- _WRITTEN TASK_:
In the mailing-list thread below, what reason is given for vdo using MurmurHash3 instead of xxHash?

All of lore.kernel.org
 help / color / mirror / Atom feed
From: Eric Biggers <ebiggers@kernel.org>
To: corwin <corwin@redhat.com>
Cc: linux-block@vger.kernel.org, vdo-devel@redhat.com, dm-devel@redhat.com
Subject: Re: [dm-devel] [PATCH v2 02/39] Add the MurmurHash3 fast hashing algorithm.
Date: Tue, 23 May 2023 23:06:24 +0000	[thread overview]
Message-ID: <20230523230624.GF888341@google.com> (raw)
In-Reply-To: <20230523222501.GD888341@google.com>

On Tue, May 23, 2023 at 10:25:01PM +0000, Eric Biggers wrote:
> On Tue, May 23, 2023 at 06:13:08PM -0400, corwin wrote:
> > On 5/23/23 6:06 PM, Eric Biggers wrote:
> > > On Tue, May 23, 2023 at 05:45:02PM -0400, J. corwin Coburn wrote:
> > > > MurmurHash3 is a fast, non-cryptographic, 128-bit hash. It was originally
> > > > written by Austin Appleby and placed in the public domain. This version has
> > > > been modified to produce the same result on both big endian and little
> > > > endian processors, making it suitable for use in portable persistent data.
> > > > 
> > > > Signed-off-by: J. corwin Coburn <corwin@redhat.com>
> > > > ---
> > > >   drivers/md/dm-vdo/murmurhash3.c | 175 ++++++++++++++++++++++++++++++++
> > > >   drivers/md/dm-vdo/murmurhash3.h |  15 +++
> > > >   2 files changed, 190 insertions(+)
> > > >   create mode 100644 drivers/md/dm-vdo/murmurhash3.c
> > > >   create mode 100644 drivers/md/dm-vdo/murmurhash3.h
> > > 
> > > Do we really need yet another hash algorithm?
> > > 
> > > xxHash is another very fast non-cryptographic hash algorithm that is already
> > > available in the kernel (lib/xxhash.c).
> > > 
> > > - Eric
> > 
> > The main reason why vdo uses Murmur3 and not xxHash is that vdo has been in
> > deployment since 2013, and, if I am reading correctly, xxHash did not have a
> > 128 bit variant until 2019.
> 
> Why do you need a 128-bit non-cryptographic hash algorithm?  What problem are
> you trying to solve?

To elaborate a bit: the reason this seems strange to me is that when people say
they need a 128-bit (or larger) non-cryptographic hash function, usually they
are either mistaken and 64-bit would suffice, or they actually need a
cryptographic hash function.

In this case, the hash function seems to be used for data deduplication.  This
is unusual, since data deduplication normally requires a cryptographic hash
algorithm.

I see that this is touched on by the following paragraph in vdo-design.rst
(though it incorrectly calls the hash an "identifier for the block"):

    Each block of data is hashed to produce a 16-byte block name which serves as
    an identifier for the block. An index record consists of this block name
    paired with the presumed location of that data on the underlying storage.

- _DATA BLOCK_:

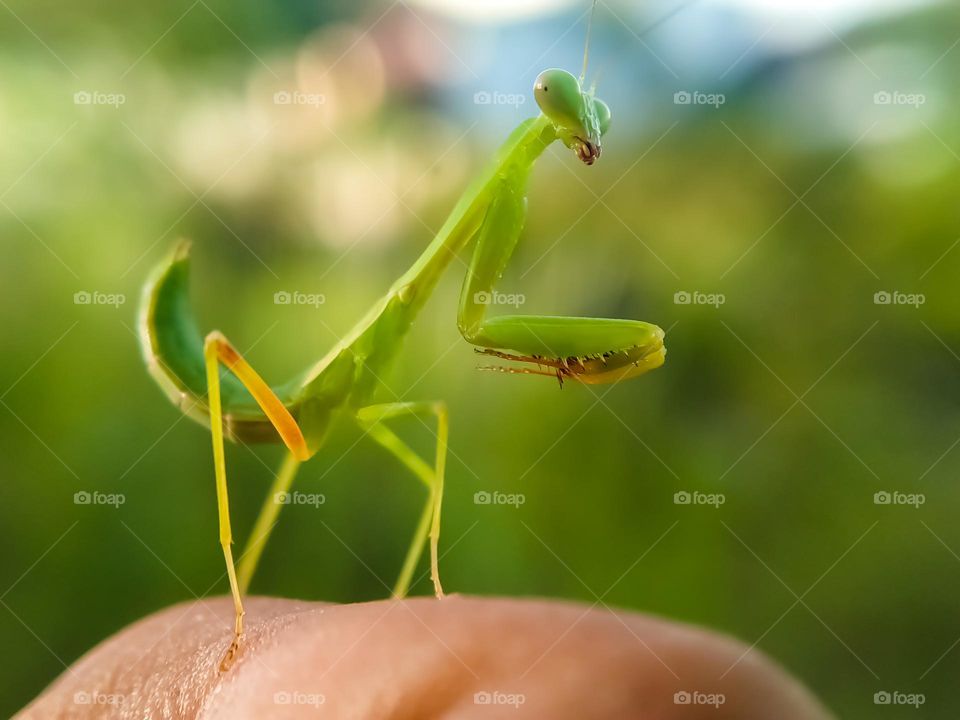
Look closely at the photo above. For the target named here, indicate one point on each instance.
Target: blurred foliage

- _TASK RESPONSE_:
Vdo has been in deployment since 2013, and xxHash did not have a 128-bit variant until 2019.